For this exercise, reproduce the entries below exactly, but only from the line containing "box: [305, 188, 395, 300]" through the line containing "193L368 192L337 209L310", both included.

+ + + + +

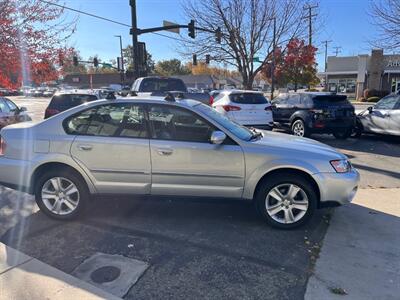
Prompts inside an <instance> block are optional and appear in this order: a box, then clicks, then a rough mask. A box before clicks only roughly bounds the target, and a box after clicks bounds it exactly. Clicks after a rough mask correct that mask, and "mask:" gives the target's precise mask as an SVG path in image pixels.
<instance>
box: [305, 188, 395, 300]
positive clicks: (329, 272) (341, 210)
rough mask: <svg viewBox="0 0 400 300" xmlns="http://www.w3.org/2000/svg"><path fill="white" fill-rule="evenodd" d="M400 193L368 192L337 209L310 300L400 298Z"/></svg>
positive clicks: (385, 298) (308, 291) (324, 247)
mask: <svg viewBox="0 0 400 300" xmlns="http://www.w3.org/2000/svg"><path fill="white" fill-rule="evenodd" d="M399 295H400V189H362V190H360V191H359V193H358V194H357V197H356V199H354V201H353V202H352V203H351V204H349V205H347V206H344V207H339V208H337V209H336V211H335V213H334V215H333V217H332V220H331V225H330V227H329V229H328V232H327V234H326V236H325V239H324V242H323V247H322V250H321V253H320V258H319V259H318V260H317V263H316V267H315V272H314V275H313V276H312V277H311V278H310V279H309V282H308V286H307V291H306V294H305V299H306V300H317V299H318V300H319V299H324V300H325V299H327V300H329V299H352V300H354V299H360V300H361V299H363V300H365V299H399Z"/></svg>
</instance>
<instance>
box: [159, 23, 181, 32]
mask: <svg viewBox="0 0 400 300" xmlns="http://www.w3.org/2000/svg"><path fill="white" fill-rule="evenodd" d="M175 25H179V24H176V23H172V22H169V21H165V20H164V21H163V26H175ZM165 31H171V32H175V33H178V34H179V28H173V29H165Z"/></svg>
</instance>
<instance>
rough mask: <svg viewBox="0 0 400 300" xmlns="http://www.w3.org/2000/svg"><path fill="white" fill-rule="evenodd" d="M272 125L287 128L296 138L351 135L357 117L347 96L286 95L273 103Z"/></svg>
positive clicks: (337, 137) (332, 95)
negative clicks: (323, 135) (310, 136)
mask: <svg viewBox="0 0 400 300" xmlns="http://www.w3.org/2000/svg"><path fill="white" fill-rule="evenodd" d="M272 114H273V118H274V125H275V126H277V127H286V128H290V130H291V132H292V133H293V134H294V135H297V136H305V137H307V136H310V134H312V133H332V134H333V135H334V136H335V137H336V138H338V139H345V138H347V137H349V136H350V135H351V132H352V129H353V127H354V125H355V121H356V116H355V113H354V106H353V105H351V104H350V102H349V101H348V100H347V96H344V95H336V94H330V93H306V92H305V93H285V94H280V95H279V96H278V97H276V98H275V99H274V100H273V101H272Z"/></svg>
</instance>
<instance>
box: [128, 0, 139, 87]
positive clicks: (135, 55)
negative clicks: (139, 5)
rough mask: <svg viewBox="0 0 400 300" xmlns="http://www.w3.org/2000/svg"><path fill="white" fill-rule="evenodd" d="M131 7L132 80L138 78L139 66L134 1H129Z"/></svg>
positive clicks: (135, 18)
mask: <svg viewBox="0 0 400 300" xmlns="http://www.w3.org/2000/svg"><path fill="white" fill-rule="evenodd" d="M129 5H130V6H131V17H132V28H131V34H132V52H133V53H132V56H133V76H134V78H135V79H136V78H138V77H139V68H138V67H139V66H138V28H137V18H136V0H129Z"/></svg>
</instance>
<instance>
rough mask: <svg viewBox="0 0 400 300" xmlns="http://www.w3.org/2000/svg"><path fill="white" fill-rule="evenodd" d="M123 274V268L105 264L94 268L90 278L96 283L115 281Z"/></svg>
mask: <svg viewBox="0 0 400 300" xmlns="http://www.w3.org/2000/svg"><path fill="white" fill-rule="evenodd" d="M120 274H121V270H120V269H119V268H117V267H114V266H105V267H101V268H98V269H97V270H94V271H93V272H92V274H90V278H91V279H92V280H93V281H94V282H96V283H104V282H110V281H114V280H115V279H117V278H118V277H119V275H120Z"/></svg>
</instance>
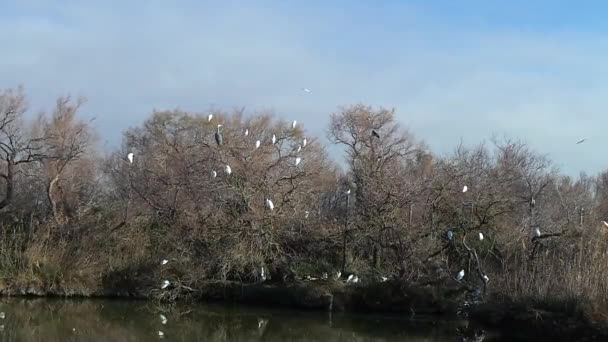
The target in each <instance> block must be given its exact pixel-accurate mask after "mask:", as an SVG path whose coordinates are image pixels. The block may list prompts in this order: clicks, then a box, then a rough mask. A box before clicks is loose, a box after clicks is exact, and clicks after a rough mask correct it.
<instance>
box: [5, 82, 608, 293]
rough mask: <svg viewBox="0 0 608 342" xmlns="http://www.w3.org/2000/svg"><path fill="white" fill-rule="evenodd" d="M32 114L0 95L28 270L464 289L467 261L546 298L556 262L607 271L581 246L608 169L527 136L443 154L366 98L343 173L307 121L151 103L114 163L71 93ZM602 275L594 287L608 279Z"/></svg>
mask: <svg viewBox="0 0 608 342" xmlns="http://www.w3.org/2000/svg"><path fill="white" fill-rule="evenodd" d="M26 110H27V103H26V99H25V95H24V91H23V89H21V88H19V89H7V90H3V91H0V178H1V185H0V222H1V223H2V228H3V230H4V233H3V234H4V236H5V239H8V240H7V241H13V242H14V241H17V240H18V241H19V243H20V244H22V245H20V246H21V247H19V250H21V251H22V252H20V253H17V254H15V256H14V260H13V259H11V260H10V262H11V263H12V264H11V265H20V266H19V267H20V268H19V267H17V268H18V269H23V268H26V269H27V268H28V267H29V268H31V267H36V269H38V268H43V267H44V264H47V265H48V264H49V263H56V264H58V265H60V266H58V267H64V268H65V270H66V271H65V272H66V274H70V273H69V272H70V271H69V270H72V269H79V270H80V271H79V272H85V271H83V270H88V272H89V273H86V272H85V273H86V274H87V275H88V276H87V277H88V278H87V279H89V281H92V282H95V284H98V286H110V285H116V284H109V283H108V281H109V280H108V279H109V278H108V277H109V276H110V275H111V274H115V273H116V272H124V273H125V274H140V276H139V277H140V278H141V279H143V280H142V284H141V286H144V287H146V286H150V287H151V286H156V285H157V284H155V283H153V279H157V278H155V277H156V276H158V272H161V270H159V269H158V267H157V266H155V265H156V264H157V262H158V260H159V259H160V258H167V259H171V260H172V265H173V266H172V267H173V268H172V269H171V270H170V271H168V272H170V276H171V277H172V279H175V281H177V282H180V283H182V284H186V285H188V286H189V285H192V284H195V283H196V282H198V281H203V280H207V279H233V280H239V281H254V280H256V279H258V278H259V277H260V276H261V274H260V273H261V269H262V268H264V269H266V270H268V271H267V272H268V273H269V274H271V275H272V279H273V280H275V281H284V280H287V279H291V278H290V277H294V276H297V277H302V276H304V275H307V274H310V275H313V276H314V275H316V276H319V274H322V273H323V272H332V273H333V272H336V271H338V270H343V271H344V272H356V273H358V274H361V275H363V276H362V279H366V280H367V281H374V279H376V280H377V279H379V277H380V276H387V277H394V278H396V279H400V280H401V281H403V282H411V283H420V282H422V283H429V282H448V283H449V282H454V279H453V278H454V275H455V274H456V273H457V272H458V271H459V270H461V269H465V270H466V274H467V277H466V281H465V283H466V284H468V285H471V286H473V285H481V286H483V287H484V289H486V290H487V288H488V287H489V288H490V289H492V286H491V285H492V284H496V283H498V281H502V282H503V283H504V284H508V285H509V286H512V287H510V288H511V289H513V288H517V289H519V290H520V291H522V292H525V291H529V292H530V291H537V292H538V291H541V292H542V291H545V292H549V291H551V290H552V288H550V287H546V288H543V287H538V286H536V287H534V286H535V285H534V284H536V285H538V284H537V283H534V284H533V283H526V284H522V283H521V282H520V280H519V279H523V278H525V277H527V279H537V280H536V281H538V282H543V284H544V283H546V281H547V279H548V278H547V277H546V272H545V271H543V269H542V267H545V269H552V270H557V269H559V267H560V266H559V265H560V264H559V263H560V262H562V263H563V262H566V261H573V260H578V261H580V260H583V259H584V258H587V257H589V258H591V257H593V258H595V259H593V260H594V262H597V263H599V262H603V261H604V259H603V257H601V255H599V254H598V255H595V254H594V255H591V254H583V252H585V253H588V251H590V250H594V248H596V247H597V246H595V247H593V248H592V246H590V245H589V244H588V241H592V240H593V241H595V243H599V242H597V241H598V240H597V237H598V236H605V234H604V233H605V231H606V230H607V228H606V227H605V226H604V225H603V224H602V223H601V221H602V220H605V219H608V217H607V215H608V195H607V194H606V191H607V189H608V175H607V174H608V172H604V173H602V174H600V175H598V177H589V176H586V175H581V176H580V177H579V178H578V179H572V178H569V177H566V176H563V175H560V174H559V172H558V170H557V169H556V168H555V167H554V166H553V165H552V163H551V161H550V160H549V159H548V158H547V157H546V156H544V155H542V154H538V153H536V152H535V151H533V150H532V149H531V148H530V147H529V146H527V145H526V144H525V142H522V141H516V140H512V139H509V138H497V137H492V138H491V139H490V141H489V142H484V143H481V144H479V145H476V146H464V145H462V144H461V145H459V146H457V147H456V148H455V149H454V150H453V152H452V153H450V154H448V155H445V156H439V155H437V154H434V153H433V152H432V151H430V149H429V148H428V147H427V146H426V145H425V144H424V142H423V141H422V140H421V139H419V138H417V137H415V135H414V134H413V133H412V132H410V131H409V130H407V129H406V128H404V127H401V126H400V125H399V124H398V123H397V119H396V114H395V110H388V109H384V108H372V107H369V106H365V105H353V106H348V107H344V108H341V109H340V110H339V111H338V112H336V113H333V114H332V115H331V119H330V124H329V127H328V130H327V137H328V139H329V140H330V143H332V144H337V145H338V146H340V147H342V148H343V150H344V156H345V158H346V165H347V167H346V170H345V171H344V172H342V171H340V169H339V168H338V167H337V164H335V163H334V161H332V160H330V159H329V158H328V156H327V154H326V152H325V147H324V146H323V143H322V142H321V140H320V139H318V138H316V137H313V136H310V135H307V133H306V131H305V129H304V126H303V125H302V123H301V122H300V123H299V125H298V126H297V127H296V128H292V126H291V121H285V120H284V119H281V118H279V117H275V116H273V115H271V114H268V113H258V114H246V113H244V111H243V110H234V111H232V112H214V113H213V118H212V119H211V120H209V119H208V114H209V113H208V112H205V113H202V112H201V113H189V112H185V111H182V110H180V109H174V110H165V111H154V112H153V113H152V114H151V115H150V117H149V118H148V119H147V120H146V121H145V122H144V123H143V124H142V125H140V126H138V127H133V128H130V129H128V130H126V131H125V132H124V139H123V142H122V146H121V147H120V148H119V149H117V150H115V151H113V152H111V153H109V154H107V155H105V156H104V155H101V154H100V153H99V152H98V151H97V150H96V141H97V140H96V133H95V131H94V128H93V127H92V126H91V123H90V122H89V121H86V120H84V119H82V118H81V115H80V113H81V112H82V111H83V110H86V105H85V101H84V99H76V100H74V99H72V98H70V97H62V98H59V99H58V100H57V102H56V103H55V105H54V107H53V108H52V109H51V111H50V112H49V113H43V114H41V115H39V116H38V117H37V118H35V119H34V120H31V121H28V120H26V117H25V114H26ZM218 125H222V126H221V127H220V128H219V132H220V134H221V135H222V138H223V139H222V144H221V145H219V144H217V143H216V140H215V134H216V132H218ZM246 131H247V132H248V134H247V135H246V134H245V132H246ZM273 135H274V136H275V137H276V142H275V143H272V137H273ZM304 139H306V142H307V143H306V144H305V143H304ZM258 140H259V141H260V146H259V147H256V142H257V141H258ZM129 153H133V162H130V161H129V159H128V158H127V155H128V154H129ZM227 166H229V167H230V170H231V172H230V173H228V172H227V171H226V168H227ZM464 186H466V187H467V191H466V192H463V187H464ZM349 190H350V191H349ZM267 200H271V201H272V202H273V205H274V208H273V209H272V210H271V209H270V208H269V207H268V205H267ZM536 230H539V231H540V232H541V235H540V236H536V234H535V231H536ZM448 232H451V233H450V234H452V235H450V236H452V239H449V238H448ZM9 233H10V234H9ZM479 233H482V234H483V236H484V239H483V240H481V239H480V238H479ZM17 237H18V238H17ZM592 237H595V238H594V239H592ZM602 239H604V238H602ZM602 241H604V240H602ZM602 246H603V245H602ZM598 248H599V247H598ZM15 253H16V252H15ZM590 255H591V256H590ZM602 255H603V254H602ZM15 260H18V262H17V261H15ZM559 260H561V261H559ZM584 260H587V259H584ZM32 265H35V266H32ZM74 265H75V266H74ZM4 266H6V265H4ZM579 271H580V272H583V271H584V272H588V273H589V274H591V273H592V272H593V269H591V268H589V269H588V270H587V269H585V270H579ZM138 272H139V273H138ZM163 272H164V271H163ZM79 274H81V273H79ZM141 274H145V275H146V276H142V275H141ZM560 274H562V278H560V279H562V282H561V283H560V284H570V285H568V286H570V287H569V288H568V289H566V288H565V287H564V288H563V289H562V288H561V287H560V290H563V291H564V292H567V291H571V292H572V291H575V290H576V289H578V290H581V288H582V286H583V285H584V284H582V283H577V282H576V279H575V280H572V282H570V283H568V282H564V281H563V280H564V279H566V278H567V277H568V275H567V274H566V273H565V272H564V273H560ZM165 275H166V274H165ZM74 277H76V278H78V276H76V275H74ZM485 277H489V279H492V280H491V281H490V282H488V281H487V279H484V278H485ZM568 279H570V278H568ZM594 279H596V280H595V282H590V283H589V284H587V285H585V286H587V287H585V289H587V288H591V284H593V285H594V286H598V284H600V283H601V284H604V285H605V284H606V283H603V282H604V281H608V280H607V279H605V278H603V277H597V276H596V278H594ZM148 281H149V283H148ZM100 284H101V285H100ZM505 286H506V285H505ZM555 286H557V287H559V286H565V285H559V286H558V285H555ZM522 289H527V290H525V291H524V290H522ZM539 289H540V290H539ZM553 289H554V288H553ZM496 291H500V289H496ZM594 293H595V292H594Z"/></svg>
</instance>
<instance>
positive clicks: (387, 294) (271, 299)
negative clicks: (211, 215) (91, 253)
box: [0, 281, 608, 341]
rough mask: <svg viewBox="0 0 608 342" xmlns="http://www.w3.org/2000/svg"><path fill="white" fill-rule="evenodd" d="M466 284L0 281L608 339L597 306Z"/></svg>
mask: <svg viewBox="0 0 608 342" xmlns="http://www.w3.org/2000/svg"><path fill="white" fill-rule="evenodd" d="M466 292H467V290H466V289H464V288H458V287H449V286H445V287H433V286H423V287H406V286H403V285H401V284H399V283H398V282H390V281H389V282H384V283H374V284H352V285H345V284H343V283H341V282H336V281H317V282H313V281H295V282H292V283H289V284H261V283H254V284H244V283H238V282H229V281H207V282H204V283H201V284H199V285H198V286H196V287H195V288H192V287H188V286H179V285H178V286H173V287H169V288H168V289H166V290H160V289H156V288H155V289H152V290H142V289H139V290H138V289H136V288H130V289H122V290H121V289H105V290H99V291H90V292H87V291H83V290H82V289H63V288H58V287H51V288H41V287H29V288H21V289H16V288H12V287H3V288H1V289H0V295H3V296H36V297H45V296H60V297H87V298H131V299H143V300H159V301H177V302H223V303H233V304H243V305H254V306H262V307H283V308H291V309H300V310H321V311H332V312H345V311H346V312H366V313H392V314H399V315H407V316H408V317H411V318H414V317H415V316H424V317H436V318H438V319H453V318H456V317H457V316H458V313H459V311H460V315H462V314H463V313H464V314H466V315H468V320H469V323H470V329H485V330H489V331H505V328H507V329H508V331H505V334H506V335H507V336H510V337H512V338H514V339H526V340H527V339H534V338H538V339H541V338H543V339H547V338H550V339H552V340H555V341H569V340H573V339H576V340H577V341H600V340H608V315H607V314H606V312H605V311H603V309H602V307H600V306H598V305H588V304H582V303H578V302H576V301H574V300H573V301H568V302H539V301H533V300H530V301H520V302H512V301H508V300H501V301H497V300H490V301H488V302H486V303H483V304H479V305H475V306H469V307H467V308H465V309H464V311H463V306H462V303H463V299H464V297H465V296H466Z"/></svg>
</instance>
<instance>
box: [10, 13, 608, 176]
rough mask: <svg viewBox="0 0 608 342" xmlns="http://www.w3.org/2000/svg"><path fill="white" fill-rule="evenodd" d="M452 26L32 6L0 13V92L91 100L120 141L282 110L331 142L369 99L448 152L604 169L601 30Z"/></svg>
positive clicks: (397, 19)
mask: <svg viewBox="0 0 608 342" xmlns="http://www.w3.org/2000/svg"><path fill="white" fill-rule="evenodd" d="M337 4H340V5H337ZM348 4H352V5H348ZM341 6H344V7H341ZM443 18H444V17H442V16H439V15H437V12H436V11H435V10H434V9H428V8H425V7H424V6H422V5H417V6H414V5H412V4H410V5H403V4H400V3H397V2H391V1H387V2H386V3H385V4H383V5H382V6H376V7H371V6H370V5H365V3H363V2H361V3H357V2H337V3H335V4H334V5H325V6H323V5H321V2H318V3H316V4H309V5H306V6H304V5H300V7H297V8H294V7H293V6H291V7H289V6H287V5H281V4H280V3H276V2H272V1H265V2H256V5H252V3H245V2H236V1H234V2H223V4H222V5H216V4H213V5H212V4H211V2H201V3H198V2H195V1H181V2H166V1H165V2H161V1H151V2H143V1H134V2H130V3H129V4H128V5H125V4H121V3H120V2H118V1H91V2H87V3H84V2H73V1H62V2H61V6H57V5H54V6H50V5H49V4H48V3H46V2H43V1H25V2H23V3H21V4H19V5H13V7H12V8H8V9H7V10H6V11H3V14H0V19H1V20H0V41H3V42H10V44H8V48H6V46H5V49H3V52H2V54H0V87H11V86H16V85H18V84H23V85H25V86H26V89H27V90H28V92H29V93H30V94H31V98H32V107H33V108H32V109H33V110H40V109H43V108H44V107H48V106H49V105H50V104H51V103H52V101H53V99H54V98H55V97H57V96H58V95H62V94H65V93H72V94H74V95H85V96H87V97H88V98H89V103H88V105H87V106H86V107H85V111H87V113H89V114H90V115H95V116H97V117H98V119H97V121H96V122H97V123H98V125H99V126H98V127H99V129H100V131H101V134H102V136H104V137H106V138H107V139H109V140H111V141H113V142H117V141H118V140H119V138H120V133H121V130H122V129H125V128H127V127H128V126H131V125H136V124H138V123H140V122H141V121H142V120H143V118H145V116H146V115H147V114H148V113H149V112H150V111H151V110H152V108H173V107H177V106H180V107H181V108H184V109H188V110H205V109H207V108H209V107H210V106H211V105H214V106H215V107H233V106H239V107H240V106H246V108H247V109H248V110H256V109H265V108H273V109H274V110H275V111H276V113H277V115H281V116H284V117H285V118H287V119H290V118H296V117H297V118H299V120H298V121H300V122H303V123H304V124H305V125H306V126H307V127H308V128H309V129H310V130H311V131H312V133H314V134H317V135H324V129H325V125H326V123H327V120H328V114H329V113H331V112H332V111H335V110H336V109H337V108H338V107H339V106H341V105H346V104H350V103H356V102H364V103H369V104H373V105H383V106H387V107H396V108H397V110H398V115H399V119H400V121H401V122H403V124H405V125H408V126H409V127H410V128H411V129H412V131H413V132H415V133H416V134H417V135H418V136H419V137H420V138H423V139H425V140H426V141H427V142H428V143H429V145H430V146H431V147H432V148H433V149H434V150H435V151H438V152H440V153H445V152H448V151H450V150H451V149H452V147H454V146H455V144H457V143H458V142H459V140H460V139H461V138H463V139H464V141H465V142H467V143H476V142H478V141H480V140H481V139H484V138H488V137H489V136H490V135H491V134H492V133H507V134H509V135H511V136H513V137H516V138H521V139H524V140H526V141H528V142H529V143H530V144H531V145H532V146H533V147H534V148H536V149H537V150H538V151H541V152H547V153H549V155H550V157H551V158H552V159H553V160H555V161H556V163H557V164H559V165H562V169H563V170H564V171H566V172H568V173H571V174H576V173H577V172H578V171H579V170H581V169H585V170H587V171H589V172H592V173H594V172H597V171H598V170H600V169H602V168H605V167H606V166H607V165H606V164H607V161H608V158H607V159H604V160H601V159H598V157H597V156H598V155H601V154H602V152H603V150H602V146H603V145H602V143H601V138H602V133H603V132H602V127H604V126H606V125H607V124H608V116H607V115H605V113H604V108H607V107H608V106H607V104H608V103H607V102H608V99H606V97H605V96H603V95H604V94H605V93H606V91H607V90H608V86H607V85H606V83H605V81H604V80H605V79H606V74H607V70H608V63H607V62H606V56H607V55H608V53H607V51H608V44H607V40H606V39H605V38H602V35H601V32H590V31H589V30H588V29H587V30H585V31H578V30H564V29H561V30H551V29H550V27H549V28H545V29H543V30H526V31H522V30H518V27H517V26H513V27H510V26H508V25H507V24H505V23H502V24H501V25H500V26H497V27H487V26H484V29H483V30H481V29H479V28H476V27H474V26H467V25H464V24H459V22H458V21H457V20H444V19H443ZM302 87H307V88H310V89H311V90H312V91H311V93H309V94H306V93H303V92H301V91H300V89H301V88H302ZM582 136H588V137H590V140H589V141H588V142H586V143H585V144H581V145H575V144H574V143H575V142H576V140H578V138H579V137H582Z"/></svg>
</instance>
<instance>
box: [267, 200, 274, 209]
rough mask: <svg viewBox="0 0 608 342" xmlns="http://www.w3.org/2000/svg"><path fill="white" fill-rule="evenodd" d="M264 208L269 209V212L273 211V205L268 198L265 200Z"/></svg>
mask: <svg viewBox="0 0 608 342" xmlns="http://www.w3.org/2000/svg"><path fill="white" fill-rule="evenodd" d="M266 208H268V209H270V211H273V210H274V204H273V203H272V200H270V198H267V199H266Z"/></svg>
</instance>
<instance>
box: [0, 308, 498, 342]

+ + + + +

- **RESPONSE AREA**:
box: [305, 188, 395, 300]
positive clicks: (329, 272) (341, 210)
rough mask: <svg viewBox="0 0 400 300" xmlns="http://www.w3.org/2000/svg"><path fill="white" fill-rule="evenodd" d="M400 193L368 192L337 209L310 300L400 298Z"/></svg>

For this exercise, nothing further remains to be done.